Reproduce each of the following entries verbatim, without altering a single character.

===== Records shown

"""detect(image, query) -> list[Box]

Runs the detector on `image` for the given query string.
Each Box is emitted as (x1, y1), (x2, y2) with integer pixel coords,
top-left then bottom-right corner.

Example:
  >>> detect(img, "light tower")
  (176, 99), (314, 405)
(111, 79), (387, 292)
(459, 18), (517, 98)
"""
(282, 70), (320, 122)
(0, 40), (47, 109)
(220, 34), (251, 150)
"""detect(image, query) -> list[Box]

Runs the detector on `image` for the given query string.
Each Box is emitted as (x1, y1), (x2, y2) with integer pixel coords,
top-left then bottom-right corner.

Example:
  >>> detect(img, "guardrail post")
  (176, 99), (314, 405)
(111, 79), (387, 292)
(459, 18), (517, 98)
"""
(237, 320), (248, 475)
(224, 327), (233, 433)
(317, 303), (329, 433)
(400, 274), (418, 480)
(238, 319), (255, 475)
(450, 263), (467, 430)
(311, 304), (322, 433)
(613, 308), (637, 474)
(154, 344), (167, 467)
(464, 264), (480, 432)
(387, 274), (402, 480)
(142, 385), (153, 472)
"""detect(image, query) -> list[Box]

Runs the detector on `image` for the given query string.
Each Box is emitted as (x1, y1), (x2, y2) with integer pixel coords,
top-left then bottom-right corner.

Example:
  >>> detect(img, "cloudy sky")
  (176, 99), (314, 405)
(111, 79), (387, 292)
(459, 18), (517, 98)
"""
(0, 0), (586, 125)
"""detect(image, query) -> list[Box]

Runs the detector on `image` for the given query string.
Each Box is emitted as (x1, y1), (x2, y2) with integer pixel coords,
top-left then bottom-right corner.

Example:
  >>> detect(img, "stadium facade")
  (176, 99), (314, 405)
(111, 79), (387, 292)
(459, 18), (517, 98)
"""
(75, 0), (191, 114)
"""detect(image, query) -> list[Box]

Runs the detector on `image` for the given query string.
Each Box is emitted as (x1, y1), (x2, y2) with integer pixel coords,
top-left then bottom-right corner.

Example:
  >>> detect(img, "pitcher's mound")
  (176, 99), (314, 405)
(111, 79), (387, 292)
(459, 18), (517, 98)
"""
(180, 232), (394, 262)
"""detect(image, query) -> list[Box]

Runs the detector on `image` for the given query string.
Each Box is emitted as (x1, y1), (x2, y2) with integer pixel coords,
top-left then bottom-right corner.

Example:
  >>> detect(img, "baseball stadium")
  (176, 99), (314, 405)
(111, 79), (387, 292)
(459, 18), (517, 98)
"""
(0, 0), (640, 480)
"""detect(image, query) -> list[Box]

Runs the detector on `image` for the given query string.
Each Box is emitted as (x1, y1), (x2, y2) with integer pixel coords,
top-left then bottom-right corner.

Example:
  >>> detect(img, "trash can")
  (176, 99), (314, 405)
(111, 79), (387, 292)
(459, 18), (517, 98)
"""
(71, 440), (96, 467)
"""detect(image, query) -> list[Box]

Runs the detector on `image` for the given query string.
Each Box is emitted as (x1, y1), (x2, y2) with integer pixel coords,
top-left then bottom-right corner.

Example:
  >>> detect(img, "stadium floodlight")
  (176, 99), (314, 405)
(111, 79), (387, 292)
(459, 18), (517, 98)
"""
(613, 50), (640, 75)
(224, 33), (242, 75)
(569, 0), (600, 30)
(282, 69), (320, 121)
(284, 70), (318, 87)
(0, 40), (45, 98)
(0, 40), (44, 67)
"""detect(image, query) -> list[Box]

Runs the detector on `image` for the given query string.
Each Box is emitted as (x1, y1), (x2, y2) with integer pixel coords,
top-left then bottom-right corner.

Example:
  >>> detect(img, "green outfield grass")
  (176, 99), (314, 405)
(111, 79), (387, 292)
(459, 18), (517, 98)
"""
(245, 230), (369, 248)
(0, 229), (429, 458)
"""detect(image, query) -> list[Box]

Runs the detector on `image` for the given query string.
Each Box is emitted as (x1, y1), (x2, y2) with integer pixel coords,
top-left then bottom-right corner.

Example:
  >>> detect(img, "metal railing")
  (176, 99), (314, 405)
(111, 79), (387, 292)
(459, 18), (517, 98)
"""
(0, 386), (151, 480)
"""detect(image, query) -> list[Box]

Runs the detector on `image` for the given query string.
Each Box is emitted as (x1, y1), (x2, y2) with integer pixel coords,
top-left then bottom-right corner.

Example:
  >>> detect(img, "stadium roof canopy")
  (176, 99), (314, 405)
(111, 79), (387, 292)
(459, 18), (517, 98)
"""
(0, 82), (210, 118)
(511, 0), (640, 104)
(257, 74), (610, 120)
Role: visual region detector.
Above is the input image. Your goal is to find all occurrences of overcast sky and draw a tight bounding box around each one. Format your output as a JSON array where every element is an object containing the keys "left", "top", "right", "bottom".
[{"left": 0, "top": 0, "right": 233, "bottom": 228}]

==========

Written solution:
"""detect(image, query) -> list[Box]

Runs the detector on `image` for the given query string.
Each Box is emitted as (x1, y1), (x2, y2) with integer pixel coords,
top-left then bottom-right corner.

Example:
  >>> detect(img, "light tower")
  (176, 99), (314, 405)
(111, 79), (387, 292)
(459, 18), (517, 98)
"""
(282, 70), (320, 122)
(0, 40), (47, 109)
(220, 34), (251, 150)
"""detect(image, query) -> list[Box]

Runs the detector on `image` for the given query string.
Each Box is emitted as (x1, y1), (x2, y2) with integer pixel coords,
top-left then bottom-right corner.

Example:
  >>> detect(img, "guardrail post")
  (176, 99), (314, 405)
(111, 79), (387, 292)
(459, 18), (517, 98)
"""
(237, 320), (248, 475)
(224, 327), (233, 433)
(317, 303), (329, 433)
(400, 274), (418, 480)
(238, 319), (255, 475)
(450, 263), (467, 430)
(311, 304), (322, 433)
(613, 308), (637, 474)
(154, 344), (167, 467)
(464, 264), (480, 432)
(387, 274), (402, 480)
(142, 385), (153, 472)
"""detect(image, query) -> list[Box]

Runs the detector on `image` for the given query string.
Each Box is emitted as (x1, y1), (x2, y2) with integer pixel coords,
top-left then bottom-right corner.

Example:
  >>> detect(img, "cloudy sky")
  (176, 99), (314, 405)
(111, 79), (387, 292)
(459, 18), (517, 98)
"""
(0, 0), (586, 125)
"""detect(image, query) -> list[Box]

Runs the detector on `image` for the given query string.
Each Box is emitted as (x1, y1), (x2, y2) with integer pixel coords,
top-left then bottom-right corner.

Example:
  >>> detect(img, "stadium facade")
  (176, 99), (314, 405)
(111, 79), (387, 292)
(459, 18), (517, 98)
"""
(75, 0), (191, 114)
"""detect(image, query) -> list[Box]

Runs the detector on `image` for the given query string.
Each Box is emitted as (x1, y1), (x2, y2) with integer pixel coords,
top-left then bottom-right corner.

Example:
  >>> detect(img, "pitcher's mound")
  (176, 99), (314, 405)
(111, 79), (387, 292)
(459, 18), (517, 98)
"""
(180, 232), (394, 262)
"""detect(image, query) -> list[Box]

Runs the detector on `image` for the given query string.
Each Box is emitted as (x1, y1), (x2, y2) with integer pixel coords,
top-left then bottom-right corner.

Example:
  >>> detect(img, "baseball stadium")
  (176, 99), (314, 405)
(111, 79), (387, 292)
(459, 18), (517, 98)
"""
(0, 0), (640, 480)
"""detect(image, query) -> list[Box]

Runs the detector on `image` for the given query string.
Each Box is emitted as (x1, y1), (x2, y2) with integer pixel coords,
top-left then bottom-right corner.

Example:
  >>> detect(img, "trash can")
  (176, 99), (314, 405)
(111, 79), (387, 292)
(459, 18), (517, 98)
"""
(71, 440), (96, 467)
"""detect(image, query) -> list[Box]

Runs the detector on `image` for the given query string.
Each Box is emitted as (x1, y1), (x2, y2) with integer pixel coords,
top-left then bottom-right corner.

Example:
  >>> detect(img, "stadium floodlight")
  (176, 99), (314, 405)
(111, 79), (387, 292)
(459, 18), (517, 98)
"""
(613, 50), (640, 75)
(224, 33), (242, 75)
(569, 0), (600, 30)
(282, 69), (320, 121)
(284, 70), (318, 87)
(0, 40), (45, 98)
(0, 40), (44, 67)
"""detect(image, query) -> list[Box]

Runs the detector on `image` for the given query string.
Each Box is emitted as (x1, y1), (x2, y2) with integer pixel coords,
top-left then bottom-right corner.

Example:
  >>> detect(img, "green outfield grass")
  (176, 99), (314, 405)
(111, 79), (387, 292)
(459, 18), (517, 98)
"""
(245, 230), (369, 248)
(0, 229), (429, 458)
"""detect(image, query) -> list[Box]

Runs the detector on `image` for the given query string.
Each Box is emitted as (x1, y1), (x2, y2) with integer pixel coords,
top-left then bottom-right corner.

Example:
  >>> detect(img, "metal railing")
  (176, 99), (314, 405)
(111, 79), (387, 292)
(459, 18), (517, 98)
"""
(0, 386), (151, 480)
"""detect(image, query) -> list[Box]

Runs the detector on `image` for the given query string.
Each Box is emitted as (x1, y1), (x2, y2) with integer pixel coords,
top-left then bottom-right corner.

Example:
  >>> detect(img, "stadium roof canopy")
  (176, 99), (314, 405)
(111, 79), (387, 292)
(459, 18), (517, 98)
"""
(0, 82), (210, 118)
(511, 0), (640, 104)
(257, 74), (610, 120)
Role: visual region detector.
Above is the input image. Your goal is to find all occurrences of overcast sky and draw a tight bounding box around each one. Format your output as a JSON array where every element is an object containing the keys "left", "top", "right", "bottom".
[{"left": 0, "top": 0, "right": 233, "bottom": 228}]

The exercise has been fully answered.